*WRITTEN TASK*
Format the stretch of data from its first line through the line containing "(1040, 235)", inclusive, as a JSON array of strings with one string per line and blank lines omitted.
════
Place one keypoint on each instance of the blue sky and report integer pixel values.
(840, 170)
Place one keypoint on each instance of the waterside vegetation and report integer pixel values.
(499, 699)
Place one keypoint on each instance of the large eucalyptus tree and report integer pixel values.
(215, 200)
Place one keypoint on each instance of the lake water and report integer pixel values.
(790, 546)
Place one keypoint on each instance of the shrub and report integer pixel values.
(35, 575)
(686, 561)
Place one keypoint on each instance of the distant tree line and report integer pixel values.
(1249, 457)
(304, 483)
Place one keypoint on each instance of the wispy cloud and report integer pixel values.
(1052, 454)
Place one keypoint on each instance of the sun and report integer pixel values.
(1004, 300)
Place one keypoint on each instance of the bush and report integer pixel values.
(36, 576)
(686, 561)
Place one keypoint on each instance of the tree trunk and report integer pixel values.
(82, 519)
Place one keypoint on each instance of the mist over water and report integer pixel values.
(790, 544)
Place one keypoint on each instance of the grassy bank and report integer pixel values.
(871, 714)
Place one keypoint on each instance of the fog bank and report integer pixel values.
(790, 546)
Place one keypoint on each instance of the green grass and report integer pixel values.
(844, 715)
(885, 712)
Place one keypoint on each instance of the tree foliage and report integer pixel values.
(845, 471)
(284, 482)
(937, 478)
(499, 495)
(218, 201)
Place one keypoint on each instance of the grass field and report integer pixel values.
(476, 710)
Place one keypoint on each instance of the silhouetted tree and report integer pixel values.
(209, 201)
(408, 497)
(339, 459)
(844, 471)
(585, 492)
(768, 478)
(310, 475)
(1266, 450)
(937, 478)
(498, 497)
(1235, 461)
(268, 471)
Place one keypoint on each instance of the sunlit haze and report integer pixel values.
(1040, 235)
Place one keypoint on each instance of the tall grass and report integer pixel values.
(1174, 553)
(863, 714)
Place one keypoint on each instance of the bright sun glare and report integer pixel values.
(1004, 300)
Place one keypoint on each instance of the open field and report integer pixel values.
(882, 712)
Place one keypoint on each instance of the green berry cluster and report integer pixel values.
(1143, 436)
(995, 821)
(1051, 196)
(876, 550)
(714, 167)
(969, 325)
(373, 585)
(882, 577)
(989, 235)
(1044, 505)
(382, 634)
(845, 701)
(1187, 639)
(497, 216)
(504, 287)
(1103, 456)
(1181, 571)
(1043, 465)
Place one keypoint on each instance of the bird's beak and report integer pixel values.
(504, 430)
════
*SOLUTION FOR THIS TASK*
[
  "Place one keypoint on each instance of the blue sky and report integer pixel values.",
  "(840, 170)",
  "Place one keypoint on each instance of the waterside vegetation and report integer pixel values.",
  "(499, 699)",
  "Place one keypoint on each instance of the large eucalyptus tree and report integer pixel values.",
  "(215, 200)",
  "Place one keypoint on each instance of the lake water and report integer pixel values.",
  "(790, 546)",
  "Place one keypoint on each instance of the shrub and report integer pixel values.",
  "(35, 575)",
  "(686, 561)",
  "Place one keypoint on each instance of the distant tree line and report integer pixel values.",
  "(1249, 457)",
  "(304, 483)",
  "Place one keypoint on each instance of the wispy cloud and report integer pixel values.",
  "(1052, 454)",
  "Place one keypoint on each instance of the sun and report integer pixel values.",
  "(1004, 300)",
  "Place one keypoint on each instance of the bush and report integer pixel values.",
  "(36, 576)",
  "(686, 561)",
  "Place one keypoint on each instance of the tree trunk and report integer pixel values.",
  "(82, 519)",
  "Place one keypoint on each instance of the mist over water and report integer pixel values.",
  "(790, 544)",
  "Place one keypoint on each instance of the grassy bank and report integer pixel values.",
  "(871, 714)",
  "Place one keypoint on each instance of the fog bank and report integer pixel values.",
  "(790, 546)",
  "Place one keypoint on each instance of the green grass and report integer pixel values.",
  "(844, 715)",
  "(885, 712)",
  "Place one keypoint on each instance of the tree foliage and report integer pixel values.",
  "(845, 471)",
  "(284, 482)",
  "(937, 478)",
  "(499, 495)",
  "(218, 201)",
  "Place one keypoint on each instance of the grass field and report integer pixel values.",
  "(476, 710)",
  "Place one keypoint on each instance of the silhouetted tree and report integer pixel values.",
  "(209, 201)",
  "(408, 497)",
  "(339, 459)",
  "(844, 471)",
  "(585, 492)",
  "(768, 478)",
  "(310, 475)",
  "(1266, 450)",
  "(937, 478)",
  "(498, 497)",
  "(1235, 461)",
  "(268, 471)",
  "Place one keypoint on each instance of the sunlit haze and report integer pixel values.",
  "(1040, 235)"
]